━━━━━ Texto dado

Lo dijo el exministro Gaviria en la audiencia de la Corte: “Si la salud es derecho fundamental, el Estado no puede actuar en contra de la salud de la población de manera deliberada. Esto no es debate técnico, es un debate ético”.
¿Está en desacuerdo con este editorial? Envíe su antieditorial de 500 palabras a yosoyespectador@gmail.com.
El debate sobre el glifosato demuestra lo mal ubicadas que se encuentran las prioridades del Gobierno Nacional y de varias autoridades, incluyendo la Fiscalía. Exponer a colombianos al riesgo de desarrollar cáncer u otras aflicciones, argumentando que todo se hace por un asunto de orden público, es contrario a los mandatos de la Constitución: la vida digna debería primar sobre todas las otras consideraciones.
Es cierto que la discusión científica sobre el glifosato tiene zonas grises. Sin embargo, hay suficientes indicios para reconocer que no se trata de una sustancia inofensiva y que, por ende, al usarla, el Gobierno está poniendo en riesgo la salud de campesinos e indígenas. El problema es que a la administración de Iván Duque esta situación no parece molestarla.

━━━━━━━━━━

## Enunciado
Prolongue el editorial sobre el glifosato a partir de su última oración.

━━━━━ Material proporcionado

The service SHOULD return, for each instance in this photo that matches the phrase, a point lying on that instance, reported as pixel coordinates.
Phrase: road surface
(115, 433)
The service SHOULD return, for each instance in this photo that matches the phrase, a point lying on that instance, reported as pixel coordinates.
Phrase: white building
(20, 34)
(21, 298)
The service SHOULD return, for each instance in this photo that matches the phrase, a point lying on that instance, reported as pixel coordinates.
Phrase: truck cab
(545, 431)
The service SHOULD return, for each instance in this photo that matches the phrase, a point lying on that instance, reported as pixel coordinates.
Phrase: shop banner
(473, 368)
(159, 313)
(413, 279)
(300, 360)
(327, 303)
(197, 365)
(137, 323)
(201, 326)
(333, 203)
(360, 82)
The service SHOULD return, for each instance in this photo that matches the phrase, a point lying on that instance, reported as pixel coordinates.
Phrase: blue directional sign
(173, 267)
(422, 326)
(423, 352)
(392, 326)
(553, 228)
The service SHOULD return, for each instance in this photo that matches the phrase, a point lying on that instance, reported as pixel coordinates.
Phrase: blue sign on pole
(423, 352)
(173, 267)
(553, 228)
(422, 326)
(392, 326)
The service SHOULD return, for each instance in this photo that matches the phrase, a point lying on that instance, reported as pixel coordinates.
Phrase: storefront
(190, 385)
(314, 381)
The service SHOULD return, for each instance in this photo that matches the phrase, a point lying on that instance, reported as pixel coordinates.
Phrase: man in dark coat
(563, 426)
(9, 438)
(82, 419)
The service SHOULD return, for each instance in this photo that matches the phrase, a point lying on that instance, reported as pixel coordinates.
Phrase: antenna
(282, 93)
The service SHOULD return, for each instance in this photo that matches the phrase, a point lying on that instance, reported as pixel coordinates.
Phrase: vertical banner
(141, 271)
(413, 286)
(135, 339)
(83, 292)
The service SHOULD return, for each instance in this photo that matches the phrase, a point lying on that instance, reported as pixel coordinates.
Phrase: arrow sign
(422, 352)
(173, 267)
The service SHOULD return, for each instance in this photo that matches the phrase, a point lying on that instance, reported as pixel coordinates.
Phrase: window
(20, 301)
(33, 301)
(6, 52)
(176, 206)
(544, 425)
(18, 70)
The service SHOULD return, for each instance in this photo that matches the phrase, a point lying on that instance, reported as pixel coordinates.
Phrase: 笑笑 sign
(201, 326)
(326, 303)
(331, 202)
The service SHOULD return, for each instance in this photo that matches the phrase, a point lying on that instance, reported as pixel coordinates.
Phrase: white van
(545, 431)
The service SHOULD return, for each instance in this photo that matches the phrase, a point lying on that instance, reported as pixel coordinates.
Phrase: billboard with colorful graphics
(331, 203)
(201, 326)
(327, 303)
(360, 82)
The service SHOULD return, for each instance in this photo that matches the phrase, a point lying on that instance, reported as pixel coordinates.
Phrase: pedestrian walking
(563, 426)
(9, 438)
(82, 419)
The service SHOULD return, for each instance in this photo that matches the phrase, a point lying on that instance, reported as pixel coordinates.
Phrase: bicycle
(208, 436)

━━━━━━━━━━

## Respuesta
Convocados ante la Corte Constitucional, que le está haciendo seguimiento a su decisión del 2017 en la que limitó el uso del glifosato en aspersiones hasta que se diseñara una estrategia que tuviera en cuenta el impacto de este químico sobre la salud de las personas, funcionarios del Gobierno, incluyendo al presidente Duque, explicaron su posición. Su argumento es sencillo: como no hay certeza sobre los daños que causa el glifosato ni tampoco estudios colombianos, es fundamental tener la autorización para reanudar las fumigaciones ante el desmedido aumento de los cultivos ilegales de hoja de coca.
Sobre la necesidad de enfrentar los cultivos de coca no hay duda. Sin embargo, no deja de ser preocupante que el Gobierno siga proponiendo la misma solución que ha probado su ineficiencia a lo largo de los años: fumigar ayuda a reducir en algo las hectáreas cultivadas, pero el costo es mucho mayor a los beneficios. En demasiadas ocasiones las aspersiones han servido como excusa para que los gobiernos no elaboren planeas integrales para enfrentar los cultivos; una manera de mostrar que se está haciendo algo, pese a que ese “algo” hace parte de una guerra perdida contra el narcotráfico.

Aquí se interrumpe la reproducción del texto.